__WHAT YOU WILL DO__:
(1) Translate into Spanish this sentence from the passage on Obama and Israel: "Israel was mentioned 34 times in the final presidential debate, and in the end, it didn’t matter."
(2) Reproduce everything in the passage on Obama and Israel from "President Barack Obama" down to "than the latter.", substituting "Jewish-American" for each occurrence of "Jewish".

__PROVIDED TEXT__:
The president gets a second chance to challenge the status quo on the Palestinian issue. But will his personal dislike for Netanyahu translate to effective pressure on Israel? I wouldn’t bet on it.

President Barack Obama and Prime Minister Benjamin Netanyahu in the Oval Office in 2009. Yes, you will have to meet again. (Official White House Photo by Pete Souza)

1. Israel was mentioned 34 times in the final presidential debate, and in the end, it didn’t matter. The Republican strategy in the last four years – going after the White House for “throwing Israel under the bus” – did not hurt Jewish support for the president. According to exit polls, Obama got 70 percent of Jewish votes, a slight decrease from 2008, overall matching the votes he lost with the general public.

There are two possible explanations for the failure: either Jews don’t think about Israel when they cast their ballots, or they didn’t buy the GOP’s story. My guess is more the former than the latter.

__RECORDS__:
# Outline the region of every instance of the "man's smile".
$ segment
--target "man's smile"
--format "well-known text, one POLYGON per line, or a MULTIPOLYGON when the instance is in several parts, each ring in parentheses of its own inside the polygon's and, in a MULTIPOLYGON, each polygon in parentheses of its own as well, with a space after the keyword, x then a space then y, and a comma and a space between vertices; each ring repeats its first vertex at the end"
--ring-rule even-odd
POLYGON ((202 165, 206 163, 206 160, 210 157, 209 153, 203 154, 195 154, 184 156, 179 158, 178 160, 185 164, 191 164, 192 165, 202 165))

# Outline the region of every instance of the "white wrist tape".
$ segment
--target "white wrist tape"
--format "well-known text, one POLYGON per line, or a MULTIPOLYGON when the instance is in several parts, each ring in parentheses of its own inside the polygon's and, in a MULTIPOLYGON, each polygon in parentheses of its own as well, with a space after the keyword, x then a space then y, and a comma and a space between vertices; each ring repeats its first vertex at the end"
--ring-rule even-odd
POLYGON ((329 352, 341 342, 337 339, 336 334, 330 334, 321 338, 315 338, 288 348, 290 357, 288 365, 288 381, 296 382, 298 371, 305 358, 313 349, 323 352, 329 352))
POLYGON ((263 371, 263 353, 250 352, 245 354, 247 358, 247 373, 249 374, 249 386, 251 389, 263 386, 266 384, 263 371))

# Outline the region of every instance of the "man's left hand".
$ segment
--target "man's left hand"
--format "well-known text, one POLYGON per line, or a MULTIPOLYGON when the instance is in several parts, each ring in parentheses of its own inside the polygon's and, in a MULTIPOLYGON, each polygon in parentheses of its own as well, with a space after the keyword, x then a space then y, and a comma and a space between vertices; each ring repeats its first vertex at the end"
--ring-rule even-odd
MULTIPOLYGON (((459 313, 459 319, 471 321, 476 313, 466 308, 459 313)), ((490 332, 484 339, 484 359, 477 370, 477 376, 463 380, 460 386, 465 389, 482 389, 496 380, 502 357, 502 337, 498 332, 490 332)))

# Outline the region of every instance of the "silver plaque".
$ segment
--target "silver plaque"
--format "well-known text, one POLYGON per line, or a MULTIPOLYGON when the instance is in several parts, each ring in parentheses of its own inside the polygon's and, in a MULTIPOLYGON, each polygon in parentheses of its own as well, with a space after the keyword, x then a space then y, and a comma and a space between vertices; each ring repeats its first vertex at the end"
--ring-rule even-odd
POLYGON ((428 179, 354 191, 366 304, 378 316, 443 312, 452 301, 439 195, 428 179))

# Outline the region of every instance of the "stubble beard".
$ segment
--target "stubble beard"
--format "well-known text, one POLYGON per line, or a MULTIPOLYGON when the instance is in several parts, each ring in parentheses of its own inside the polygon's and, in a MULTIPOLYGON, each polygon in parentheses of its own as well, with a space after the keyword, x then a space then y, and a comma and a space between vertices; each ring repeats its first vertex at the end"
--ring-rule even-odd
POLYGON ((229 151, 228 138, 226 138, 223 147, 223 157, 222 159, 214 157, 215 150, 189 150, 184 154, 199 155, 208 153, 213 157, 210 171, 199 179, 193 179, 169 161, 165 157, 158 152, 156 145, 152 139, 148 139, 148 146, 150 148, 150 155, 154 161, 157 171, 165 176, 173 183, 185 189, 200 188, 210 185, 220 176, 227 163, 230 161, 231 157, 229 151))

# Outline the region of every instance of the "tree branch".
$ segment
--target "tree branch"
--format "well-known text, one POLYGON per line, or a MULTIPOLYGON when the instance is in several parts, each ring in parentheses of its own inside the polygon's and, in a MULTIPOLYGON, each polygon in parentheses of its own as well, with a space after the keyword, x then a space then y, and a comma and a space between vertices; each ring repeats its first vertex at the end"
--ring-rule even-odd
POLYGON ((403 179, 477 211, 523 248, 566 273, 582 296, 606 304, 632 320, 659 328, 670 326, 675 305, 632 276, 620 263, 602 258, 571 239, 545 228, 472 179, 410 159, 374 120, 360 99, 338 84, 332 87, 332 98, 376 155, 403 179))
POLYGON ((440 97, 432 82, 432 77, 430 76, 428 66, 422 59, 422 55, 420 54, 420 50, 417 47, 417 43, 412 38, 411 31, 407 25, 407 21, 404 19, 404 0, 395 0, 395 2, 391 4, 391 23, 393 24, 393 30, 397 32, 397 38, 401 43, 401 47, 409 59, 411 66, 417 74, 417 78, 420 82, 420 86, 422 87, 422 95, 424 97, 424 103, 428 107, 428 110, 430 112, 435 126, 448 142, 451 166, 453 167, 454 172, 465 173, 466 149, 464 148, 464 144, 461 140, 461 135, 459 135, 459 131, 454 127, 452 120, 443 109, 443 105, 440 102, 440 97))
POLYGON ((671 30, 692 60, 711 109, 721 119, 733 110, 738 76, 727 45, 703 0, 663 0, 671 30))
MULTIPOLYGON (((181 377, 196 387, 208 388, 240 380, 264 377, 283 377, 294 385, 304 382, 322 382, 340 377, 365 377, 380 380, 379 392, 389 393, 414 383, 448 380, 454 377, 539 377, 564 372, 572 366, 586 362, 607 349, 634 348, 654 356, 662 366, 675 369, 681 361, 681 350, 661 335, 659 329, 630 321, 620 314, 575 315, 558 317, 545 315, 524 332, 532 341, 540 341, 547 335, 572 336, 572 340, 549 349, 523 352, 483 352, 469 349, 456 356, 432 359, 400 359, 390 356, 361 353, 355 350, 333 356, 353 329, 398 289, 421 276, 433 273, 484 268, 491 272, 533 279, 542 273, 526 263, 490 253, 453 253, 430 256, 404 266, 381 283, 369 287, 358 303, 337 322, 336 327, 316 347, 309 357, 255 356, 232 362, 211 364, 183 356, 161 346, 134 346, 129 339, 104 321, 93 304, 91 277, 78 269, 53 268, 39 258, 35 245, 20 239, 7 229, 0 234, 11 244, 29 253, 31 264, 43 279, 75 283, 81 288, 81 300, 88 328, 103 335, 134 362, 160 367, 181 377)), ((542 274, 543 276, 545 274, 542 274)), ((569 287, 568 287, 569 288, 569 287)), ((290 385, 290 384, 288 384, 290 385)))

__SOLUTIONS IN ORDER__:
(1) Israel fue mencionado 34 veces en el último debate presidencial y, al final, no importó.

(2)
President Barack Obama and Prime Minister Benjamin Netanyahu in the Oval Office in 2009. Yes, you will have to meet again. (Official White House Photo by Pete Souza)

1. Israel was mentioned 34 times in the final presidential debate, and in the end, it didn’t matter. The Republican strategy in the last four years – going after the White House for “throwing Israel under the bus” – did not hurt Jewish-American support for the president. According to exit polls, Obama got 70 percent of Jewish-American votes, a slight decrease from 2008, overall matching the votes he lost with the general public.

There are two possible explanations for the failure: either Jews don’t think about Israel when they cast their ballots, or they didn’t buy the GOP’s story. My guess is more the former than the latter.